*DIRECTIVE*
Extract every line of the data below that contains the string "name". Case counts.

##### SUPPLIED MATERIAL #####

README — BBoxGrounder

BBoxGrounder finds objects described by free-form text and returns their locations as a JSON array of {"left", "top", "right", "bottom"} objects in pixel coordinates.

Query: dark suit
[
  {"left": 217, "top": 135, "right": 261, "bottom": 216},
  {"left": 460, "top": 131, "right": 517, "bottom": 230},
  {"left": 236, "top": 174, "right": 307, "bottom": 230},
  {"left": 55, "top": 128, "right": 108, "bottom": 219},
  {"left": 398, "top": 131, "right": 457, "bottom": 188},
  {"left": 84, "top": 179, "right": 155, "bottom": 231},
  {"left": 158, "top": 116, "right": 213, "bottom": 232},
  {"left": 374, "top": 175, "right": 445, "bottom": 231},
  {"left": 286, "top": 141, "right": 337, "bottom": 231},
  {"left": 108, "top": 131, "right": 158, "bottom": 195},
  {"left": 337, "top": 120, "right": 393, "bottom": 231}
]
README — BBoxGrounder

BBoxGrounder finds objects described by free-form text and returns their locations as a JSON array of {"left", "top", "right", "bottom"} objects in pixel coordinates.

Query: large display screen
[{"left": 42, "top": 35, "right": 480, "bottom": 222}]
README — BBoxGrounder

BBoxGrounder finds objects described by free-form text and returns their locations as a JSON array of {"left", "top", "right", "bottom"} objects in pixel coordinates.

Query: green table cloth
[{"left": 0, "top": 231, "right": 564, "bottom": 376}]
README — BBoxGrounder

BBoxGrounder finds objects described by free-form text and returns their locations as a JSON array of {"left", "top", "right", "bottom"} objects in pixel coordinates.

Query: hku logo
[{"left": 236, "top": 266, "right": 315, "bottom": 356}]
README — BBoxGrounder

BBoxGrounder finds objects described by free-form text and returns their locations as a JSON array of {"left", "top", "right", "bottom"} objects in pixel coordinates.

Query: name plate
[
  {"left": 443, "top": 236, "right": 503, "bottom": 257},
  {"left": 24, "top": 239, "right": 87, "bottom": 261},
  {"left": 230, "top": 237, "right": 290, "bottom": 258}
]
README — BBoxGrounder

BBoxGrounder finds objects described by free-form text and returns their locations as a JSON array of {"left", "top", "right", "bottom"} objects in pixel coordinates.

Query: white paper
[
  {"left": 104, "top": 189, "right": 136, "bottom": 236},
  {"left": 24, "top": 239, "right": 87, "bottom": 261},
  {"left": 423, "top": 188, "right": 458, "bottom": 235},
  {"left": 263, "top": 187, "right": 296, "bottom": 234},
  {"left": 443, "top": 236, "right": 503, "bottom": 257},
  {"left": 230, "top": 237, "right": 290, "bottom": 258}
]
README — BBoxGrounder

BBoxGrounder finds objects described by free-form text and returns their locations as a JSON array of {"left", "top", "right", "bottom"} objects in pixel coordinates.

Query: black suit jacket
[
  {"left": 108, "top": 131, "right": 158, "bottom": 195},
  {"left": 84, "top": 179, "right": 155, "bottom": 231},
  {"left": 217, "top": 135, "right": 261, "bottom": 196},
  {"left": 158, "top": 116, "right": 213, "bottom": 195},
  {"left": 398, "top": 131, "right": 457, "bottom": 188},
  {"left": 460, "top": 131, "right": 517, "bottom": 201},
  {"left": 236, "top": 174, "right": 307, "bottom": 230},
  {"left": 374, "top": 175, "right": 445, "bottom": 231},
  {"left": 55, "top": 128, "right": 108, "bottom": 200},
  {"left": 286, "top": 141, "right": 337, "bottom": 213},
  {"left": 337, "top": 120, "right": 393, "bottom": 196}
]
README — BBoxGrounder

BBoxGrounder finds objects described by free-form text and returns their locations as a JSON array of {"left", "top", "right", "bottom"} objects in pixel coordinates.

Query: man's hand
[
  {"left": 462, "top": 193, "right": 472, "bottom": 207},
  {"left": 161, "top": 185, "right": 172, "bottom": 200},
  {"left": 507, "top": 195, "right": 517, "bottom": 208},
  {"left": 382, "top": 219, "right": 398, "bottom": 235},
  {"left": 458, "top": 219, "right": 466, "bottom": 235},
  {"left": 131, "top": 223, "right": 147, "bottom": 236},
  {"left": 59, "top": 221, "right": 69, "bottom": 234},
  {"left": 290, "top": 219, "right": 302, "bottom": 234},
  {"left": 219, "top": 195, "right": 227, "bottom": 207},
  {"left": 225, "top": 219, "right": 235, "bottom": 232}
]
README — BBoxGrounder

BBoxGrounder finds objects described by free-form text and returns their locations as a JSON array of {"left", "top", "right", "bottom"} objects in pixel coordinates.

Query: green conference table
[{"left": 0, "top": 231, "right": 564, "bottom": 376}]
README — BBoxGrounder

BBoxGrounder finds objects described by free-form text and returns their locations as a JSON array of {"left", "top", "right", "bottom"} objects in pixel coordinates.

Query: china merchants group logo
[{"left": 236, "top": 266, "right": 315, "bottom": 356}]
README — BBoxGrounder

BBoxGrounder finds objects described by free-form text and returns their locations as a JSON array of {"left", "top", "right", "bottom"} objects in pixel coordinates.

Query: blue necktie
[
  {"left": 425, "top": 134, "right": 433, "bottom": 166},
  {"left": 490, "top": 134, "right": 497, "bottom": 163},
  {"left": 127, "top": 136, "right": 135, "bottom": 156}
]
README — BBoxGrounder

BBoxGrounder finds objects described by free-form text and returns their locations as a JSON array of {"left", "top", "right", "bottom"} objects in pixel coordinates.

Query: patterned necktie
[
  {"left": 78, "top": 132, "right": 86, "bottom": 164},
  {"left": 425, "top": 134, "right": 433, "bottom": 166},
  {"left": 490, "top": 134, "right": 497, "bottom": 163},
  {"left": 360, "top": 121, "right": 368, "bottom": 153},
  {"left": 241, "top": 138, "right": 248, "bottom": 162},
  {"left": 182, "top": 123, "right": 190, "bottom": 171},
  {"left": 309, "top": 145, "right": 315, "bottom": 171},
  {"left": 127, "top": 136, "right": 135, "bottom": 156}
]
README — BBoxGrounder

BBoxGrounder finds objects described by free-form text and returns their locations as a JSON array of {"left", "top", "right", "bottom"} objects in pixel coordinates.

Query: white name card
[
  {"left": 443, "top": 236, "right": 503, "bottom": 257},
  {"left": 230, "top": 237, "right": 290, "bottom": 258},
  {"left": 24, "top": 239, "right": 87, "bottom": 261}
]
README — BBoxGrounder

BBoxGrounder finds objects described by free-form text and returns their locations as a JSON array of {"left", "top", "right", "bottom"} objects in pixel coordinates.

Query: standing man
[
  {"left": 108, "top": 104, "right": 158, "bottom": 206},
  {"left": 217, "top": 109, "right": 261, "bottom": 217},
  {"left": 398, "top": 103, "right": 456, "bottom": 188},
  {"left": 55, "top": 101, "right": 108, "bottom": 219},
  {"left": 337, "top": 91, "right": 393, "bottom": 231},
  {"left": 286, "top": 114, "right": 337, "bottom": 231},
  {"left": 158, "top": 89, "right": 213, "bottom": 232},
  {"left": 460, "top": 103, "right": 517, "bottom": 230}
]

#####

*ANSWER TO THIS TASK*
Query: name plate
Query: white name card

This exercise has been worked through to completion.